### Task instructions
What is needed is an exact repeat of the lines from the line containing "[point] every instance of the rocky" through the final line of the entries below, and nothing else.

::: Materials provided :::

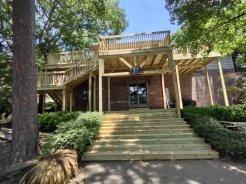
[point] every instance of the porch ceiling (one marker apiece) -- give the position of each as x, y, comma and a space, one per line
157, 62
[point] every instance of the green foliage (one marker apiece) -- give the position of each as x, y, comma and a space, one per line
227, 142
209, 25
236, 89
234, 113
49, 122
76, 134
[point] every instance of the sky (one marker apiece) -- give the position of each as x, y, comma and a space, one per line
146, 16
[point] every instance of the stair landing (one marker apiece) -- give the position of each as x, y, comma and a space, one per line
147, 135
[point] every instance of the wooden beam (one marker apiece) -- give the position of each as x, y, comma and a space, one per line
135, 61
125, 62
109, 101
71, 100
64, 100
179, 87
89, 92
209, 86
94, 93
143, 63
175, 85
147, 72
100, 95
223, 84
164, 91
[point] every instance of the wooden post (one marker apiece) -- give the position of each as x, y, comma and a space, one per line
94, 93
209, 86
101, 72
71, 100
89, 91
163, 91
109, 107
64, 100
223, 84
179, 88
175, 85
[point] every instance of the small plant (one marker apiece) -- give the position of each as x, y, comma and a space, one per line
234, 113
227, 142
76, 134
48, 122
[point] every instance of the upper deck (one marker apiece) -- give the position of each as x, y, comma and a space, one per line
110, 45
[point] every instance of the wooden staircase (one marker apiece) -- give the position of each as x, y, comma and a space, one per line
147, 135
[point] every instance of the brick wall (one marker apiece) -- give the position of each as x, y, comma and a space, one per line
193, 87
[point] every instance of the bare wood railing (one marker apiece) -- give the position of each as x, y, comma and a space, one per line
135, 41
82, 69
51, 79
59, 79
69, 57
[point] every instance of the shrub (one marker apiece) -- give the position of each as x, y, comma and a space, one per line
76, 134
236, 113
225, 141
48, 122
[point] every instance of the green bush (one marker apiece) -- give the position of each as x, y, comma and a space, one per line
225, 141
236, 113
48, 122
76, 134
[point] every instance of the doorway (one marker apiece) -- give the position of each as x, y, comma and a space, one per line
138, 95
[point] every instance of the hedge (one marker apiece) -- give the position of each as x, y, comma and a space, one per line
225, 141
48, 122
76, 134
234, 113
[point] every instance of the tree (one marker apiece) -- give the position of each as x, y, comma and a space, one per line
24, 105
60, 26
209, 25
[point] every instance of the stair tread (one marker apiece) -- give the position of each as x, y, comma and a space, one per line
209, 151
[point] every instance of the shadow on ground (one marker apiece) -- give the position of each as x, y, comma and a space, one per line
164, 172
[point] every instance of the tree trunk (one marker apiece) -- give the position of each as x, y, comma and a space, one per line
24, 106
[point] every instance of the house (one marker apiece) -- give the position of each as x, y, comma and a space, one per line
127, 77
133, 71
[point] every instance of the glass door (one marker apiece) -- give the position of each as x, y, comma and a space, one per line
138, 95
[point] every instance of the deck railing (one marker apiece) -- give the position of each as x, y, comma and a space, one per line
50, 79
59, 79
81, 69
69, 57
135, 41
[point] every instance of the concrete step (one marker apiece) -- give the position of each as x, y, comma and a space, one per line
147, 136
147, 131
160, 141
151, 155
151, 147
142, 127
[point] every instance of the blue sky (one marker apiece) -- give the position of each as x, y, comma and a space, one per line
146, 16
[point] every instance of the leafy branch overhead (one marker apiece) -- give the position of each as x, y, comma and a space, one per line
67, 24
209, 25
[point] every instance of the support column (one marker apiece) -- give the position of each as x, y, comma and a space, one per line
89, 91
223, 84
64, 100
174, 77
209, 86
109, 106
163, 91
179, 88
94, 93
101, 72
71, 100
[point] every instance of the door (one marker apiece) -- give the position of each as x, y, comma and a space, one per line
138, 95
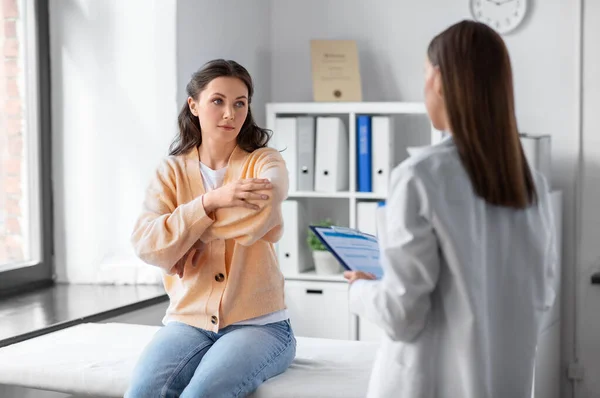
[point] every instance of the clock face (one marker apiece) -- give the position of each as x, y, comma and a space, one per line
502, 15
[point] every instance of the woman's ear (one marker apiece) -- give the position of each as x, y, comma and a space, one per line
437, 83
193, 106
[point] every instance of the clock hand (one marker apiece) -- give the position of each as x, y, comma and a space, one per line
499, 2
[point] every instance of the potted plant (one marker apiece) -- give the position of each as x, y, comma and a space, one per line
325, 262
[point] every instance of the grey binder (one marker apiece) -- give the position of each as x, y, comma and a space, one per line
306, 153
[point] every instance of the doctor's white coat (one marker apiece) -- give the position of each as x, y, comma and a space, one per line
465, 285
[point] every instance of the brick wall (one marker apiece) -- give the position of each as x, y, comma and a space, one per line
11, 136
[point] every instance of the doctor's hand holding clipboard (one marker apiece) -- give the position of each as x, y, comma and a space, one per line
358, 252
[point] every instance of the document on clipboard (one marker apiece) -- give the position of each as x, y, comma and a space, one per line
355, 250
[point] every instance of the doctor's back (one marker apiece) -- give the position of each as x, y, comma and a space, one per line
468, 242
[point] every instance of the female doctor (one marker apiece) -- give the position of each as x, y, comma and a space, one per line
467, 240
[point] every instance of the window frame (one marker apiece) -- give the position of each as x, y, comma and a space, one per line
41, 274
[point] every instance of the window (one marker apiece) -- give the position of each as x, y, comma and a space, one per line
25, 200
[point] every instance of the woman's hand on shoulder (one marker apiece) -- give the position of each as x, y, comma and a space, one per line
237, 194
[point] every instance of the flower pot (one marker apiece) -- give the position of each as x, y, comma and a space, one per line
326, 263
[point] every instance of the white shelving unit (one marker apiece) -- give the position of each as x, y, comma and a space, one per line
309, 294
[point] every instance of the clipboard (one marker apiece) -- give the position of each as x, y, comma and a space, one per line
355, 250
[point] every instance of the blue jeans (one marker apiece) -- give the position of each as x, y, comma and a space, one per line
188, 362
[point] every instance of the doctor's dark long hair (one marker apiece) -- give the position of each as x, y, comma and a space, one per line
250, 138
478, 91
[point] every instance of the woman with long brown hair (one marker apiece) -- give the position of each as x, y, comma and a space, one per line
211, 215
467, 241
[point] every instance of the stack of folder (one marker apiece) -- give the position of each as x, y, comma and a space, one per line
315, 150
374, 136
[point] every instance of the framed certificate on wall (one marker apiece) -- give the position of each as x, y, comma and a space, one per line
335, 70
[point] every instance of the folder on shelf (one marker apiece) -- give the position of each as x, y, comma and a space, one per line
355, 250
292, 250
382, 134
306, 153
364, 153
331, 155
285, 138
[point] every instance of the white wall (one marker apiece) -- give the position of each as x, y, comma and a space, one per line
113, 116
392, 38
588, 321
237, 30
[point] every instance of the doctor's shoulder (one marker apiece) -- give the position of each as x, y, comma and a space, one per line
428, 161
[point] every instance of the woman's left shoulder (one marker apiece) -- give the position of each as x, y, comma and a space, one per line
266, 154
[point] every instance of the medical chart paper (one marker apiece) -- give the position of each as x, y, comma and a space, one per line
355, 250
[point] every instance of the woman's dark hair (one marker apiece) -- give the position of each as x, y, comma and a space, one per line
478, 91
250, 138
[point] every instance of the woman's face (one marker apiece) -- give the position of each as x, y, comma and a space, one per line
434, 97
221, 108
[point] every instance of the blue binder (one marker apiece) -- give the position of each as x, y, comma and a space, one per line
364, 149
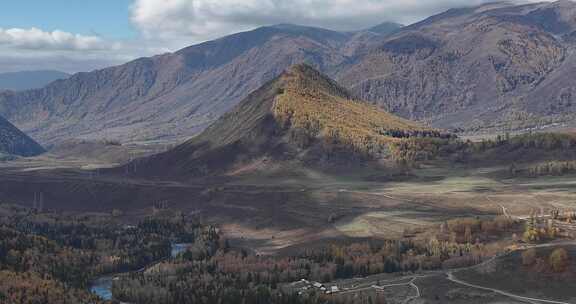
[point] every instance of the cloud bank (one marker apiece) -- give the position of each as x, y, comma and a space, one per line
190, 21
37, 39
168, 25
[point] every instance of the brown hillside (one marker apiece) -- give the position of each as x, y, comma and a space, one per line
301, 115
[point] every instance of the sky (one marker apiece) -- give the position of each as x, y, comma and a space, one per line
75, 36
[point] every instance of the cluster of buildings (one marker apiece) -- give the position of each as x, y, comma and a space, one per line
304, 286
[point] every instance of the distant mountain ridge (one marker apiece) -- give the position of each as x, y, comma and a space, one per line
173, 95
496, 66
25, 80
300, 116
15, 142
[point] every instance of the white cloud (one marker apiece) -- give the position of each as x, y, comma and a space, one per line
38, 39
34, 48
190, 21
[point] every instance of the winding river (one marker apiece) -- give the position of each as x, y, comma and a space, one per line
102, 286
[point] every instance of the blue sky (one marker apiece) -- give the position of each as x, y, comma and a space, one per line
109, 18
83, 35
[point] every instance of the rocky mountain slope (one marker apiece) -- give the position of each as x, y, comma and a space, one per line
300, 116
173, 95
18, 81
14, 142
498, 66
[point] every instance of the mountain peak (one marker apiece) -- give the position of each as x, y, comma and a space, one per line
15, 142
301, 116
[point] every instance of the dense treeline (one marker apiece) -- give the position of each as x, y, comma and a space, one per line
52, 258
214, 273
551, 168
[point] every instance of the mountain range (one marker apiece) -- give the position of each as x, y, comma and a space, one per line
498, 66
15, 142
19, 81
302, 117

:::

### Answer for this exercise
[point] every instance of the rocky mountain slope (one marker apiece) -- give the position of each as x, y, comma and a space, one per line
300, 116
173, 95
18, 81
14, 142
498, 66
[point] every instance of the mountain peak (one marker apiece) -- give the position of each as x, y, comma and a space, one per line
15, 142
301, 116
[point] every instance of the dense treeline (one marker apiece) -- give the position of each as x, y, comma and a space, one per line
52, 258
214, 273
551, 168
[point] every instance of the mountain range (one marker apiece) -- give the position of each as x, y, comma and a space, one per line
498, 66
15, 142
19, 81
302, 117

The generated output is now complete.